Note-se que a importância do fenómeno levou a iniciativas de harmonização internacional, protagonizadas, nomeadamente, pelo Instituto Internacional para a Unificação do Direito Privado (Unidroit), que promoveu uma conferência internacional sobre o mesmo: a Conferência de Genebra de 9.10.2009, Convention d’Unidroit sur les règles matérielles relatives aus titres intermédiés , cujo texto pode consultar-se em https://www.unidroit.org/french/conventions/2009intermediatedsecurities/convention.pdf. Veja-se também o respetivo guia de aplicação, Guide législatif d’UNIDROIT sur les titres intermédiés (ou Guide sur les titres intermédiés), aprovado em maio de 2017, e disponível em https://www.unidroit.org/wp-content/uploads/2021/06/LEGISLATIVE-GUIDE-French.pdf. No presente estudo, o foco reside no exercício dos direitos sociais, mas, como estes textos revelam, os valores mobiliários intermediados – de modo variável consoante o sistema ou tipo de intermediação em causa - suscitam outros problemas, como o da insolvência do intermediário, o da tutela do investidor final perante eventuais atos de disposição deste e o da tutela do adquirente de boa fé. Acerca da Convenção, assinalando embora a inexistência de perspetivas de sucesso, e de outras iniciativas, cfr., ainda, André Figueiredo, O negócio fiduciário perante terceiros (2012), pp. 400 e ss.

No plano das recentes iniciativas nacionais, cfr., por ex., no Reino Unido, o texto da Law Comission, Intermediated securities: who owns your shares? A Scoping Paper , 11.11.2020, disponível em https://s3-eu-west-2.amazonaws.com/lawcom-prod-storage-11jsxou24uy7q/uploads/2020/11/Law-Commission-Intermediated-Securities-Scoping-Paper-1.pdf .

Registos do conjunto ::
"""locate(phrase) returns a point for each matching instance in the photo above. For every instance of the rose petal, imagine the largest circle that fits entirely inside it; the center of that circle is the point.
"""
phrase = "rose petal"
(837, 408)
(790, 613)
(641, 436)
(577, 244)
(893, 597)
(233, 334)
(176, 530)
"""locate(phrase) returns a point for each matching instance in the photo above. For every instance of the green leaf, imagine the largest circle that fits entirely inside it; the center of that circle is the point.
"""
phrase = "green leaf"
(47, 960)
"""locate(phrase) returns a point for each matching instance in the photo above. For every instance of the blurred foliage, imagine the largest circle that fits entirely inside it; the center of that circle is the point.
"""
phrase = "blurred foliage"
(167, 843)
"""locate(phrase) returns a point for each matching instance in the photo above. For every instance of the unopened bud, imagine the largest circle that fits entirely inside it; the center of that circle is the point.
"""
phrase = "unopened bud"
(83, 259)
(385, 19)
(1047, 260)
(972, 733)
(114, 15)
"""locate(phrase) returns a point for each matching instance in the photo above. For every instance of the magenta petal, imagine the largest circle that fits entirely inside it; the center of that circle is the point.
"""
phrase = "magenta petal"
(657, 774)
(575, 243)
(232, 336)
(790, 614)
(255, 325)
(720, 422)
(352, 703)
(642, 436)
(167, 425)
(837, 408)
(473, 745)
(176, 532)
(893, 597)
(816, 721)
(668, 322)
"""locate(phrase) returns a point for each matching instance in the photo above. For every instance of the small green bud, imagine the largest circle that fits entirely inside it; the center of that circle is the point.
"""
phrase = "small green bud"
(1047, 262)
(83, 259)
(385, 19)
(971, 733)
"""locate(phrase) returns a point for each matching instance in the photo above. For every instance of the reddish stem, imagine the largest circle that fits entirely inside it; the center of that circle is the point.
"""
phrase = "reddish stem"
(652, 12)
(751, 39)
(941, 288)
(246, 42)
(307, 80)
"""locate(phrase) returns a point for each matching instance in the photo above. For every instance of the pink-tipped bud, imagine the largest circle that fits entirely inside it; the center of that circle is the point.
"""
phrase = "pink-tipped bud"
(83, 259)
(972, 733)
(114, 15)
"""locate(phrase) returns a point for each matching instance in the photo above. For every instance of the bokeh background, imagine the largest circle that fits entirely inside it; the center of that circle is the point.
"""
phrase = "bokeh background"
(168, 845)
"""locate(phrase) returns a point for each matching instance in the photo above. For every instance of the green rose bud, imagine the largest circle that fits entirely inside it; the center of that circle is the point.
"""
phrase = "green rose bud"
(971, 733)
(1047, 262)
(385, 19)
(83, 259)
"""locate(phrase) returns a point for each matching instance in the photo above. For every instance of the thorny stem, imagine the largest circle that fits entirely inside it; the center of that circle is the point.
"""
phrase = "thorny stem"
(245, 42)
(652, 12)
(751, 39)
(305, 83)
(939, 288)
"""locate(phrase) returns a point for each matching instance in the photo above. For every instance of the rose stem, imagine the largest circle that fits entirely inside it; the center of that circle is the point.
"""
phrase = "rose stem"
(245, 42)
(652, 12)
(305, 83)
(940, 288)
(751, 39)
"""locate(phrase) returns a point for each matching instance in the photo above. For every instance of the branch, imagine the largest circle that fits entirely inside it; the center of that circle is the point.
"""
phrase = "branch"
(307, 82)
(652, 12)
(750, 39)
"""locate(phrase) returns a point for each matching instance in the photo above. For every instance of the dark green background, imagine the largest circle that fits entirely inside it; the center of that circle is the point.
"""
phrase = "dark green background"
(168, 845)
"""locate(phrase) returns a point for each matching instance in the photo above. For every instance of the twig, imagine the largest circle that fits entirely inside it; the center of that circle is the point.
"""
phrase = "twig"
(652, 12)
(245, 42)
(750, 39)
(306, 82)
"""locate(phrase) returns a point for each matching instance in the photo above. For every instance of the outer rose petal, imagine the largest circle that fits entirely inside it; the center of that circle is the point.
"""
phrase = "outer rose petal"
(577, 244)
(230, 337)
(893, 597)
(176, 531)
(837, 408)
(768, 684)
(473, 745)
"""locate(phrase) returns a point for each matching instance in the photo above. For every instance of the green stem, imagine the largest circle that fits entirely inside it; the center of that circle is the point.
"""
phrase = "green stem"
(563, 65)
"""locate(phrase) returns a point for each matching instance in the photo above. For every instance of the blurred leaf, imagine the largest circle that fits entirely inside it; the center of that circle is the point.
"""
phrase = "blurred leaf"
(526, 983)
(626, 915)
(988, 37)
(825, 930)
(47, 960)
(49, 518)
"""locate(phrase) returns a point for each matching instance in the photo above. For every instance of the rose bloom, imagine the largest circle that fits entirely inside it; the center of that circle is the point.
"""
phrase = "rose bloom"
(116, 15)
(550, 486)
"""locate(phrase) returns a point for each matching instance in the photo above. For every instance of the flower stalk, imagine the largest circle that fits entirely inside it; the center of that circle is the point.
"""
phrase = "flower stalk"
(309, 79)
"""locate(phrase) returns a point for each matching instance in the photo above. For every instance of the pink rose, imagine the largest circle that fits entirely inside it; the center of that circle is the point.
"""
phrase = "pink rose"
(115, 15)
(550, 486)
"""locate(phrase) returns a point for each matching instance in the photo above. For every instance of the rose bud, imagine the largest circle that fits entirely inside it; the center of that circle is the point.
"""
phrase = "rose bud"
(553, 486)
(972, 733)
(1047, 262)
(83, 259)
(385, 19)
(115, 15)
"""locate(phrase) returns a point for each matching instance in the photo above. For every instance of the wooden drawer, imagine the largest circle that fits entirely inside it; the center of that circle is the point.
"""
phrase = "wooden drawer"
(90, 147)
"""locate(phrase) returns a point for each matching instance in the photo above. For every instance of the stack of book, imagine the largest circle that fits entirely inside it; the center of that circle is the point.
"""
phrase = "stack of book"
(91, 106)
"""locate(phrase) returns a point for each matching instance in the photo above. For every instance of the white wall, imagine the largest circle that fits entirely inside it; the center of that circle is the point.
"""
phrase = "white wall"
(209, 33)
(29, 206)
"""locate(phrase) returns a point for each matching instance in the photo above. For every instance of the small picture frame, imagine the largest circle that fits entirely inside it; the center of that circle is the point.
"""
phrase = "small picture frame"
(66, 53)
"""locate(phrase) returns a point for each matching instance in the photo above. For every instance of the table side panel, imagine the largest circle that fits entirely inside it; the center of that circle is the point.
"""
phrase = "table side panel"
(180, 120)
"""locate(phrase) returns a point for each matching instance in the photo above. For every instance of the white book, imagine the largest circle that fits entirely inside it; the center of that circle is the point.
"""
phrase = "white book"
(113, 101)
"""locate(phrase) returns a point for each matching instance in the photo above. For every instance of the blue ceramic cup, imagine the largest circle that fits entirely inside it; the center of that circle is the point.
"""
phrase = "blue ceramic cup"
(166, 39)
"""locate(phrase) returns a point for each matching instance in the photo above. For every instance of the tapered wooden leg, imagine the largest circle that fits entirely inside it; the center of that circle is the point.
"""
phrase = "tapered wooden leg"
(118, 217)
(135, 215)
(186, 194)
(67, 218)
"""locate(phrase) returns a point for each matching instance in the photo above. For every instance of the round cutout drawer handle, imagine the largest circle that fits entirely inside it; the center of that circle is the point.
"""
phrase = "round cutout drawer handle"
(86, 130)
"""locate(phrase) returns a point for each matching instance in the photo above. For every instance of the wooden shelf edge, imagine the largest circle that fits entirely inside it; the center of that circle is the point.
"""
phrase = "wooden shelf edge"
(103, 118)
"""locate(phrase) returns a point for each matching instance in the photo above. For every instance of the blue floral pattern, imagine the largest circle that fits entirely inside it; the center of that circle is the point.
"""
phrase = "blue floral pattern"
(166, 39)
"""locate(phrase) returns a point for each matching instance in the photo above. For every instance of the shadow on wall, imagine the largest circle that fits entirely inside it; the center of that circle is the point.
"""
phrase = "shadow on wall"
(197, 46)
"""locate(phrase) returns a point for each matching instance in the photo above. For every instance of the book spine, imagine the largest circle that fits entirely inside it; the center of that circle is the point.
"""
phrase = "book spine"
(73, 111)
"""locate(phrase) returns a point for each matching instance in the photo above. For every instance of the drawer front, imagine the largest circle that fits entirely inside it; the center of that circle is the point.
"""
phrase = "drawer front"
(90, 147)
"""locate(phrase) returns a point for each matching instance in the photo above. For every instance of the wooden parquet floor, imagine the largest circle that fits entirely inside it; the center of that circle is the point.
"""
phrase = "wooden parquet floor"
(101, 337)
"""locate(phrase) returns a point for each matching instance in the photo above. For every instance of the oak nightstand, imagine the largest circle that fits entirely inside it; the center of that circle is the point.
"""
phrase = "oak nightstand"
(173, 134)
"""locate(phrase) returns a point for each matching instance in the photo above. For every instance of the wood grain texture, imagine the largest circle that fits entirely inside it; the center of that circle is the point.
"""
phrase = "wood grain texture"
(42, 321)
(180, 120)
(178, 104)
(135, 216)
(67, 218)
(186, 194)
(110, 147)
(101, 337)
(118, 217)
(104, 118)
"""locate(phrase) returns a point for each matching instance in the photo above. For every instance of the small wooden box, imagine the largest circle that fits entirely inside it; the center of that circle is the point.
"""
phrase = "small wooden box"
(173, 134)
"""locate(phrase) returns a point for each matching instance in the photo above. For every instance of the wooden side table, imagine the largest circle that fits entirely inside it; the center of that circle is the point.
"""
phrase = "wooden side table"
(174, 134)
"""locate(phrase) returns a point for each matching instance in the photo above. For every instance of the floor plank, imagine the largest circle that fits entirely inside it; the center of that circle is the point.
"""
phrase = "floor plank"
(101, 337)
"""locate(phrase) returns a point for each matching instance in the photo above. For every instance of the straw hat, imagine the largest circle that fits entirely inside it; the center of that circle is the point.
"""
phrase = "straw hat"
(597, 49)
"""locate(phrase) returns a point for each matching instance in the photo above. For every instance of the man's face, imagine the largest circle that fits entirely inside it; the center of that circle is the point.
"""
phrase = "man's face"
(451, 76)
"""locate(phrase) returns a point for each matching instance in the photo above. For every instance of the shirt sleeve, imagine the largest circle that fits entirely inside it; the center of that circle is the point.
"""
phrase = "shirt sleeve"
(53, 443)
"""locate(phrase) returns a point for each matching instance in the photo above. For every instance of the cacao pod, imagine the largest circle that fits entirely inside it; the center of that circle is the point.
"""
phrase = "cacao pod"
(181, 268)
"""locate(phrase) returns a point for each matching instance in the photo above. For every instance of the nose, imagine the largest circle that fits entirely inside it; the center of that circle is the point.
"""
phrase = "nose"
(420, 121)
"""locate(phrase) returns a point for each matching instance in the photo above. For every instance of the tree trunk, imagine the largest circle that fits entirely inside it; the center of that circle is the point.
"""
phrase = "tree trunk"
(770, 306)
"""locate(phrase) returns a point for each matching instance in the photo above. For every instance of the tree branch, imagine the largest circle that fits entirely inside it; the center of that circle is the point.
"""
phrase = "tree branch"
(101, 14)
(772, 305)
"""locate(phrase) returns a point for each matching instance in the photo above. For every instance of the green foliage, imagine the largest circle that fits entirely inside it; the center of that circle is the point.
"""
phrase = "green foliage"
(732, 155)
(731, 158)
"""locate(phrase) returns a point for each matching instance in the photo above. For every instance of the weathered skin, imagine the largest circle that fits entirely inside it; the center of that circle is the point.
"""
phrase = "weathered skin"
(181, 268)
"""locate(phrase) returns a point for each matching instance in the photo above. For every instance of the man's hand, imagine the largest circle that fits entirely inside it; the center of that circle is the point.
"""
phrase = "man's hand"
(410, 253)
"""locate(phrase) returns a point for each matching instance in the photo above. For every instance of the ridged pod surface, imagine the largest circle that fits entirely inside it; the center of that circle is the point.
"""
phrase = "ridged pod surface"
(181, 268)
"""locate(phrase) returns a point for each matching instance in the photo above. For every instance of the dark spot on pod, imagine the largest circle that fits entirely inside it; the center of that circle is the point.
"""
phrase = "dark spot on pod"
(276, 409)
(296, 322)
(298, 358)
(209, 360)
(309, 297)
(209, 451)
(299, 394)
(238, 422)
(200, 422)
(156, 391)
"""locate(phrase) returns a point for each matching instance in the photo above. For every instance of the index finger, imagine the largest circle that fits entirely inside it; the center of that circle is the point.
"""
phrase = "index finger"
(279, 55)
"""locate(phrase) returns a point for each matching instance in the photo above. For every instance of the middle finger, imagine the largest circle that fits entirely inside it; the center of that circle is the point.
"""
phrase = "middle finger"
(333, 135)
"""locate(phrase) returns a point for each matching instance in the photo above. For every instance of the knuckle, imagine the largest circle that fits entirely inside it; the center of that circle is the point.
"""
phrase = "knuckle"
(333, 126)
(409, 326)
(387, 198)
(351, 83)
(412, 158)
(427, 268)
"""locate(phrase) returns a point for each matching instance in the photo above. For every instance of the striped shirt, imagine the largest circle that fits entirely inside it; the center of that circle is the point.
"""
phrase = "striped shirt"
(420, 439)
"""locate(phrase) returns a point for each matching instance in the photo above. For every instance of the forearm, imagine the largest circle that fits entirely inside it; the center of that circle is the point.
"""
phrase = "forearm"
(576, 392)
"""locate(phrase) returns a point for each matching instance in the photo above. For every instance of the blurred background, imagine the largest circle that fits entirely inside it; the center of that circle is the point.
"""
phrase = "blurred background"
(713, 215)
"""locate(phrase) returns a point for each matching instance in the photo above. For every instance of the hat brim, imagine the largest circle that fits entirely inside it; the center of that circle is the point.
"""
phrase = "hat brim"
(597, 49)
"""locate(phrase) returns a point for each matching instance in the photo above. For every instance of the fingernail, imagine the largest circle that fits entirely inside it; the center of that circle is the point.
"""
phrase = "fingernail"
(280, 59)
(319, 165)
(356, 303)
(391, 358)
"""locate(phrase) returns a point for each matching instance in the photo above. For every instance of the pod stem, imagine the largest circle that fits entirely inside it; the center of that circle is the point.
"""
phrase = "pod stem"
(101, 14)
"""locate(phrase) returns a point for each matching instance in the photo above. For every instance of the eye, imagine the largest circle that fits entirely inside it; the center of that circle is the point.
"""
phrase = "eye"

Exercícios propostos ::
1: Segundo o texto sobre valores mobiliários intermediados, que outros problemas, além do exercício dos direitos sociais, estes valores suscitam?
2: Como se traduz para inglês a frase do texto sobre valores mobiliários intermediados "Acerca da Convenção, assinalando embora a inexistência de perspetivas de sucesso, e de outras iniciativas, cfr., ainda, André Figueiredo, O negócio fiduciário perante terceiros (2012), pp. 400 e ss."?
3: No texto sobre valores mobiliários intermediados, o que levou às iniciativas de harmonização internacional?
Os registos provêm de uma fonte diferente da do texto.

Resultados esperados ::
1:
- A insolvência do intermediário
- A tutela do investidor final perante eventuais atos de disposição deste
- A tutela do adquirente de boa fé

2: On the Convention, while noting the absence of prospects of success, and on other initiatives, see also André Figueiredo, O negócio fiduciário perante terceiros (2012), pp. 400 et seq.

3: Foi a importância do fenómeno que levou a essas iniciativas. Entre elas estão as do Instituto Internacional para a Unificação do Direito Privado (Unidroit), que promoveu a Conferência de Genebra de 9.10.2009.